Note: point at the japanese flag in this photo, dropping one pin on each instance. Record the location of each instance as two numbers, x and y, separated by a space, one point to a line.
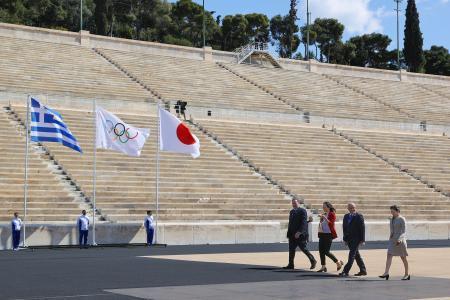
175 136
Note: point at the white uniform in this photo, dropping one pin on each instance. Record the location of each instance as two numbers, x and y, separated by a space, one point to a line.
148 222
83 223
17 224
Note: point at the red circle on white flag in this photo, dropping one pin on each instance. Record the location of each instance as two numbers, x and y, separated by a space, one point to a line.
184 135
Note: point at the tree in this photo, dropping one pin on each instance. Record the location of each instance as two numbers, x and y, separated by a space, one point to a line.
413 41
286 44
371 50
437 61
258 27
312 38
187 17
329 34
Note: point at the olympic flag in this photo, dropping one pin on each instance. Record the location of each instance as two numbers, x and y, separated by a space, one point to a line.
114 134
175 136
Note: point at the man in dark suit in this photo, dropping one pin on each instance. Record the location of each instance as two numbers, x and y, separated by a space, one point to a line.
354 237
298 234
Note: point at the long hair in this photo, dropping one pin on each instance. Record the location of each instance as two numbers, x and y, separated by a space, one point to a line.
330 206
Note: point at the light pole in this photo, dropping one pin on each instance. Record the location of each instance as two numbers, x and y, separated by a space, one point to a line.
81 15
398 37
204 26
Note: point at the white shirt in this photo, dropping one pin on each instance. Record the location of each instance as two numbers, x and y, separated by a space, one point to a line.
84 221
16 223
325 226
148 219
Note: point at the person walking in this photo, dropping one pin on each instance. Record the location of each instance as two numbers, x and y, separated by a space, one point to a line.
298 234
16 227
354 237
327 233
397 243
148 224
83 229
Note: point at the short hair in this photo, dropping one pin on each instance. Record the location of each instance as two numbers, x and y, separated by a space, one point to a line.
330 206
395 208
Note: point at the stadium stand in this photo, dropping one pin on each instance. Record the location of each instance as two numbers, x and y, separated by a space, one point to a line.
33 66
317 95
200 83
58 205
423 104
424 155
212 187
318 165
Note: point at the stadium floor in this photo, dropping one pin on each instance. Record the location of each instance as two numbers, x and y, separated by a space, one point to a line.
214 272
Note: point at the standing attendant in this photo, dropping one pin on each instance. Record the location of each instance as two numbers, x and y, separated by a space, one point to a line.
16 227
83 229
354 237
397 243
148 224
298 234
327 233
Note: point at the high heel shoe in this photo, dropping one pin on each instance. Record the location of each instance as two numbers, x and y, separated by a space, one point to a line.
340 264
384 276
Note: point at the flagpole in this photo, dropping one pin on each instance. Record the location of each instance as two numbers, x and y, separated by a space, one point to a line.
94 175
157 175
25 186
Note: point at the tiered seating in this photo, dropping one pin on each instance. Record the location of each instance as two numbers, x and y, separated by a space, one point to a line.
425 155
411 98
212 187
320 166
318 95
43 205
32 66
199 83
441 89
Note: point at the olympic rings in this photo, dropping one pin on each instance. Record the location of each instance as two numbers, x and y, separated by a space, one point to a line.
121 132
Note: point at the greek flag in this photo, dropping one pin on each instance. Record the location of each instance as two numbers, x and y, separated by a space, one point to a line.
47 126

■ **Given request**
Print the listing above in full, exactly as written. Omit any pictures.

■ **Answer to this problem**
Note: point at the japanese flag in this photo, dropping one pin on each instance. Record the location of each instance as two numbers, x and y, separated by a space, one point to a line.
175 136
Note: point at the white uniform in this photo, dropping one pin on each instance. Record the location of each instance as two numbers, x and y, separated by a space, one point to a line.
148 222
83 223
17 224
Note: point at the red circle on white flag in this photo, dropping one pin on each instance. Record the location of each instance as two numbers, x and y, separated by a space, one point to a line.
184 135
Note: point at the tree in this photo, dropping one pin on each instance. Record the location of each instance as two numbers, x and y, separated by a space, one point to a line.
413 41
286 44
371 50
437 61
258 27
312 38
187 17
329 34
Note: point at the olympic flag in this photo, dropping one pin on each instance. Record the location of each instance as two numbers, x and y, separated by a space, one point to a line.
114 134
175 136
Note: point at the man in dark suit in this photo, dropping one pin on each instance. Record the location of each instance as two numbers, x and y, separated by a space, one point to a line.
354 237
298 234
Note: point at the long hair in this photo, dropping one pin on each instance. Record the location of each instance as two numbers, x and y, separated by a space, one point to a line.
330 206
Note: point at the light pole in this photo, dropping one pin on each instance. Record the location of each instance as two numbers, x and y, separated by a space, one point to a line.
81 15
398 37
204 26
Note: point at the white shirt in this photo, dropping one pin on each instance. Record the location of each instance as two numbers, x and y, separated by a space, one point to a line.
84 221
16 223
325 226
148 219
Note: point at the person walking in this photo, dropping one pin on each instance. Record the location of each instance as two numbers, x and y, separated by a space, one point to a line.
298 234
16 227
354 237
327 233
397 243
148 224
83 229
Note: point at the short hair in this photo, dropping one pin on each instance. Record the location of each instance as two numbers, x and y, separated by a space, one point to a line.
330 206
395 208
Note: point at the stadium stand in this photo, dropping one pin on each instance. Record the location of each instance as two numbers, x and y, separated by a space, one point to a line.
33 66
317 95
200 83
58 205
423 104
424 155
212 187
318 165
Note: point at the stadium floor in this photo, dropping one pin on each instance. Record the location of each instance as two numbers, x and y, separated by a space, one point to a line.
214 272
Note: point at the standing attendant in this photo, dropping one pin on each instance. Record the location of each instance as two numbers, x and y, separated by a space, one point to a line.
16 227
83 229
354 237
397 243
148 224
298 234
327 233
Note: point at the high heel shoe in this photo, dropping one pin on each instance. Record the location of each instance as two numbers, x and y, separated by a space, one point to a line.
340 264
384 276
Note: point at the flagpole in this photo, dropping one pin on each instance. Record the location of each instance as two numbers, x and y, separated by a space, one point to a line.
94 175
157 175
25 186
Note: point at the tiered seating in this photo, dropping one pin on each instance. Record the location of each instance as two numbers, x and y, separated by a space, one point to a line.
425 155
411 98
212 187
320 166
318 95
43 205
32 66
199 83
441 89
Note: point at the olympic rings in this photo, dropping one pin on each instance. Record the location of each instance as two numbers, x and y, separated by a space, one point to a line.
121 132
Note: point at the greek flag in this photo, dropping one pin on each instance. Record the location of each instance as two numbers, x and y, separated by a space, one point to a line.
47 126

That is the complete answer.